= EXERCISE GOAL =
Reproduce the records from their beginning through the line containing "x=258, y=377", inclusive, with each occurrence of "shelf-audit tool" replaced by "stock-audit tool" and everything else unchanged. Omit the pictures from your answer.

═══ DATA FOR THIS EXERCISE

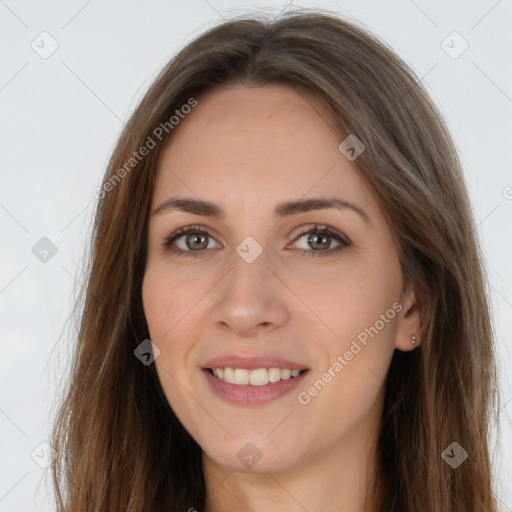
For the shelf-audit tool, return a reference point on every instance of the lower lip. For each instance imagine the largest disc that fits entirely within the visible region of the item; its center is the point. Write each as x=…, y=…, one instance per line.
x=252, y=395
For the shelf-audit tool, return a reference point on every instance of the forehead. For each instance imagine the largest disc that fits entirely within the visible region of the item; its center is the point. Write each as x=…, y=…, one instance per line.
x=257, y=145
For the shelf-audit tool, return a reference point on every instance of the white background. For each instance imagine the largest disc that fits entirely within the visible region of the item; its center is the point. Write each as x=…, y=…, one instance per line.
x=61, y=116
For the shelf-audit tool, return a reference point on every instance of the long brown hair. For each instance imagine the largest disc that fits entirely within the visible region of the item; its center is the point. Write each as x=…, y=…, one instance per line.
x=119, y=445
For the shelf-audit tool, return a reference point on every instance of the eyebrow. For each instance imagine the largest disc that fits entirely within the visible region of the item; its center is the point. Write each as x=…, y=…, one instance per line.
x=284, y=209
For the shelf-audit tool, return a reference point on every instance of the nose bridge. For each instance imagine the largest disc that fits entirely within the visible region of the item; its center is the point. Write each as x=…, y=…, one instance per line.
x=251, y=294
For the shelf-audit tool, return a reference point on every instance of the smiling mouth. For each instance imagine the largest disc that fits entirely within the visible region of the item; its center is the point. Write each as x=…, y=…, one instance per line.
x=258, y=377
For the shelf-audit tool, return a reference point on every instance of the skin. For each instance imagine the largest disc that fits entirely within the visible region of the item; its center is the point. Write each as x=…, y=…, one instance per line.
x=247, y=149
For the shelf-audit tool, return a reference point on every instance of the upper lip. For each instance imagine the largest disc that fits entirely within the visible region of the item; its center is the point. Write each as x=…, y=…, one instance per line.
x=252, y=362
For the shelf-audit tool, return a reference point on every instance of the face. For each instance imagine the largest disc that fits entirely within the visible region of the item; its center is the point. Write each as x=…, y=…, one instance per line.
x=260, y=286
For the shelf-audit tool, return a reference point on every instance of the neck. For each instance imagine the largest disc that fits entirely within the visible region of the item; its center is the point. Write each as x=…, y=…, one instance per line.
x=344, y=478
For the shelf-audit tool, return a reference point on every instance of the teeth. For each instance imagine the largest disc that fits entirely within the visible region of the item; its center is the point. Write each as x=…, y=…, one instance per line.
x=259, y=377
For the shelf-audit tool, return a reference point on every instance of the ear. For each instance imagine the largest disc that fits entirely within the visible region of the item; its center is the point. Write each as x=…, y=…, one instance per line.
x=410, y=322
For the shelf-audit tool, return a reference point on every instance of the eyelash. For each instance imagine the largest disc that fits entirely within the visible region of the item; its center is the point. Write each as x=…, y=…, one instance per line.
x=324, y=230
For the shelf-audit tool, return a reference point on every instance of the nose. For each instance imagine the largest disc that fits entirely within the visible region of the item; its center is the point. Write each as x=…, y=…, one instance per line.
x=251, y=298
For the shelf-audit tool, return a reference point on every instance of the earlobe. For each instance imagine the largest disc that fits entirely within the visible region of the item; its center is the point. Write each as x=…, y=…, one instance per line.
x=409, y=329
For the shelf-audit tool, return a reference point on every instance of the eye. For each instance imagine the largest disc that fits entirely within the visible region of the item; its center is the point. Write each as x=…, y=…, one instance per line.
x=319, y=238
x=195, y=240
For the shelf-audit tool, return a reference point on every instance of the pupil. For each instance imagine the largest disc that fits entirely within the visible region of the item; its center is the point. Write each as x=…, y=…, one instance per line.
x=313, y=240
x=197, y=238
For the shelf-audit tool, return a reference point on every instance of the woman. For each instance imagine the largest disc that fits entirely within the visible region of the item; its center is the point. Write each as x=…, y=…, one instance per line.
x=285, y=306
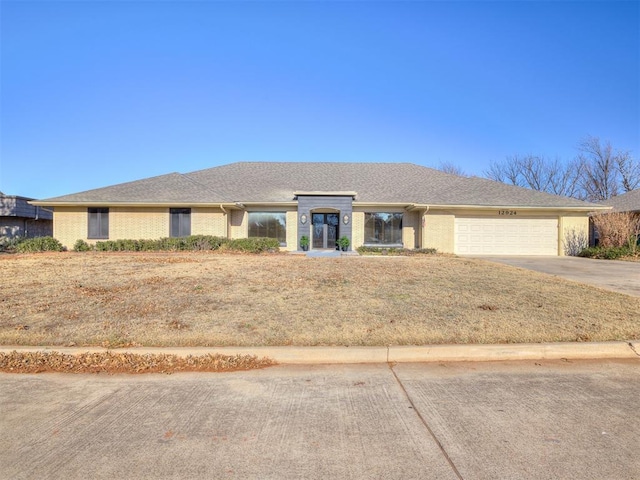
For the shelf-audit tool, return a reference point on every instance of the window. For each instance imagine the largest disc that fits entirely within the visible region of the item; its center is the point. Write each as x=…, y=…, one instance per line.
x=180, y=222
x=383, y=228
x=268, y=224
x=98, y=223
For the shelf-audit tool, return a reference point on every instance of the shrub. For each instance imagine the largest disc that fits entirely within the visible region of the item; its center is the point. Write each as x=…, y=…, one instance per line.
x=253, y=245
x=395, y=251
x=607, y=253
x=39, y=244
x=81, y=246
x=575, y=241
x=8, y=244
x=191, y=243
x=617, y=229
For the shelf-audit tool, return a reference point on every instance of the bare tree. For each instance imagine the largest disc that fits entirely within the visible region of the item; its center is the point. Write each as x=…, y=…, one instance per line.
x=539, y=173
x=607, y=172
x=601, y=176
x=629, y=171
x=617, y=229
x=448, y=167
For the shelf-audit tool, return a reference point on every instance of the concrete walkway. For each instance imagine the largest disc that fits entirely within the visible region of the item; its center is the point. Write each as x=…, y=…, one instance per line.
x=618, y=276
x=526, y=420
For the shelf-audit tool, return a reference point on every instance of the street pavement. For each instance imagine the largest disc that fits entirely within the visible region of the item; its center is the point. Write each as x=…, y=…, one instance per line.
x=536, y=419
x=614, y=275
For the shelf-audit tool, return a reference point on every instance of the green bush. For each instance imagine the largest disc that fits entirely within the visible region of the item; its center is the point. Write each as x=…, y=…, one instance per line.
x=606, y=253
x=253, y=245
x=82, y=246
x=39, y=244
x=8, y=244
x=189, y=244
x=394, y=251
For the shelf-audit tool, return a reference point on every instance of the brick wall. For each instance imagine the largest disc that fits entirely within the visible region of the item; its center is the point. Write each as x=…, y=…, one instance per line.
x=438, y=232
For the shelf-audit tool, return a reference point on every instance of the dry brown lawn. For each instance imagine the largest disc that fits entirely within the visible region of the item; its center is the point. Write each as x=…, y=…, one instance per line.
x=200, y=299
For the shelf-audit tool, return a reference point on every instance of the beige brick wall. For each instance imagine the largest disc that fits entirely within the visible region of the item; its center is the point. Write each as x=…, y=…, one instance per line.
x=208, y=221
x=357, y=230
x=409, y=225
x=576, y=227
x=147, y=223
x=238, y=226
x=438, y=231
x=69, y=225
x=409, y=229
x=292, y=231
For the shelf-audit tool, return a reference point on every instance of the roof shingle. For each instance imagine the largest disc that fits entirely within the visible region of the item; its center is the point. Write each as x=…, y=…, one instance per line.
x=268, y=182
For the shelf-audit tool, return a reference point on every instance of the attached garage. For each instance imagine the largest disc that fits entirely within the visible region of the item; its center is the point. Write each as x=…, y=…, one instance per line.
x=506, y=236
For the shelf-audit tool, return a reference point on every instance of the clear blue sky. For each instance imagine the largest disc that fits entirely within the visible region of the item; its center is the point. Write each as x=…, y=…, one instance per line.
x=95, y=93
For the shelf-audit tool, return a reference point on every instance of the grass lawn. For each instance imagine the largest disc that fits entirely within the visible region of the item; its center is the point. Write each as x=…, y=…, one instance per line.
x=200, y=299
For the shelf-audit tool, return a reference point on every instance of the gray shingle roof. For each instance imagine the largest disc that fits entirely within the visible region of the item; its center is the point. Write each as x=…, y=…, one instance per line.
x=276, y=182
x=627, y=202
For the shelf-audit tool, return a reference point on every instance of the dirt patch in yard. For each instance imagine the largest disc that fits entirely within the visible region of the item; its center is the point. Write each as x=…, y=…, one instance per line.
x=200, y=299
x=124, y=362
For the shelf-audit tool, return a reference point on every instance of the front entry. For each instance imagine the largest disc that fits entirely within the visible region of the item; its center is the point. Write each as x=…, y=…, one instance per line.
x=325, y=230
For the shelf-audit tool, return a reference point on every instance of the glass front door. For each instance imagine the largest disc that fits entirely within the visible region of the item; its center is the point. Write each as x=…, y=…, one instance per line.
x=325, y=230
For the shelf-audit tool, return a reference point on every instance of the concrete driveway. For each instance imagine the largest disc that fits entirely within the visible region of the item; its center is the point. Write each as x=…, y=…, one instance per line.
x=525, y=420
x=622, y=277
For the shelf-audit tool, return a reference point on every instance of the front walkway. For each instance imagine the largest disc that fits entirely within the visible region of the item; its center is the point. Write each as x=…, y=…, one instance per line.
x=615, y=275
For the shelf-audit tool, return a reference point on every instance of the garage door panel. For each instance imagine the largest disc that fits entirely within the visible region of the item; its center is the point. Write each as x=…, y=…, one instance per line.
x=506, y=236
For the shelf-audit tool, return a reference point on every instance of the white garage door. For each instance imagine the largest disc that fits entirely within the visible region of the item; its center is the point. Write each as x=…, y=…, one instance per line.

══════

= FULL ANSWER =
For the stock-audit tool, return a reference point on every instance of the lower lip. For each instance imagine the largest disc that fits entirely within the visible region of the item; its center is the point. Write each as x=…, y=…, one instance per line.
x=252, y=395
For the stock-audit tool, return a reference point on every instance of the forehead. For each instance imagine the largest disc that fits entirely within the visible region of the item; its center is the point. Write each as x=…, y=…, one instance per line.
x=257, y=145
For the stock-audit tool, return a reference point on every instance of the white background. For each instance imagine the largest disc that fits entirely within the visible region of the item; its center is the point. Write each as x=…, y=…, one instance per line.
x=61, y=116
For the stock-audit tool, return a reference point on every instance of the long brown hair. For each instance imagine the largest disc that fits entirely within the visible region of the item; its center is the point. Write each as x=…, y=…, one instance per line.
x=119, y=445
For the stock-audit tool, return a reference point on every instance of the eyebrow. For each instance imagine the largest disc that fits entirely within the visible region of the item; its center is the point. Write each as x=…, y=…, one instance per line.
x=284, y=209
For the stock-audit tool, return a reference point on every instance of the nose bridge. For each instance imagine the largest disc that fits entirely within the visible region of the item; its center is the point. Write each as x=…, y=…, one instance per line.
x=251, y=294
For the stock-audit tool, return a reference point on every instance of the smiling mouth. For each instance imagine the largest disc that fits entirely within the visible region of the item; its center is the point. Write each as x=…, y=…, one instance per line.
x=258, y=377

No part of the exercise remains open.